### Study questions
#1 In the text on the ACA's mandated benefits, what does the mandate fuel among insurers, and what does the mandate require? Answer in one to three sentences.
#2 Resume the text on the ACA's mandated benefits, starting right after its final sentence.

### Excerpted text
--------------------------------------------------
What Happens if Insurers No Longer Have to Cover ACA’s 10 Mandated Benefits

The Trump administration’s plan to place more power in states’ hands regarding what needs to be covered and what doesn’t falls as a blessing for some, a curse for others. The ACA says that plans sold to individuals and small businesses must cover 10 benefits:

  • Ambulatory patient services
  • Emergency services
  • Hospitalization
  • Maternity and newborn care
  • Mental health and substance use disorder services, including behavioral health treatment
  • Prescription drugs
  • Rehabilitative and habilitative services and devices
  • Laboratory services
  • Preventive and wellness services and chronic disease management
  • Pediatric services, including oral and vision care

The mandate fuels insurers’ concern about how to control the costs of benefit packages, as Managed Care noted in 2011. Now, the Wall Street Journal digs down to see just how the easing of those mandates affects individuals.
--------------------------------------------------
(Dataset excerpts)
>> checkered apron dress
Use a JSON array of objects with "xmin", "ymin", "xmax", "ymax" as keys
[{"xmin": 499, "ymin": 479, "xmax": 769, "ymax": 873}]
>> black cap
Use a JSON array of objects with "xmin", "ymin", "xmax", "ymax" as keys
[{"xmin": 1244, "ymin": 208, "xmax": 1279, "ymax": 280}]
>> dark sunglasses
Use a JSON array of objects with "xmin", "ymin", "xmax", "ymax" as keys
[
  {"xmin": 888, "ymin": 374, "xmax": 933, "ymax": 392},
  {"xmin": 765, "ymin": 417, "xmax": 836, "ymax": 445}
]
--------------------------------------------------
### Answers to this exercise
#1 The mandate fuels insurers' concern about how to control the costs of benefit packages. It requires plans sold to individuals and small businesses to cover 10 benefits.

#2
Small business owner Tom Skahill didn’t pay for maternity or mental health benefits before the ACA. Now, he must. He tells the Wall Street Journal: “It’s kind of like a vegan going to the store and being forced to buy a steak. I’m being forced to buy a product that I will never use.” His premiums have increased more than 50%.

Then there’s Michelle Boyle Wadzinski, whose 18-year-old daughter, Eva, has epilepsy and needs about $5,000 worth of medications each month. In addition, she may have brain surgery. “Ms. Wadzinski, who isn’t currently working as she takes care of her daughter, says she values the cap on out-of-pocket costs that the health law requires, and the required benefits package,” the Wall Street Journal reports.

Wadzinski told the newspaper: “It would be a really bad thing if drug benefits aren’t mandated.”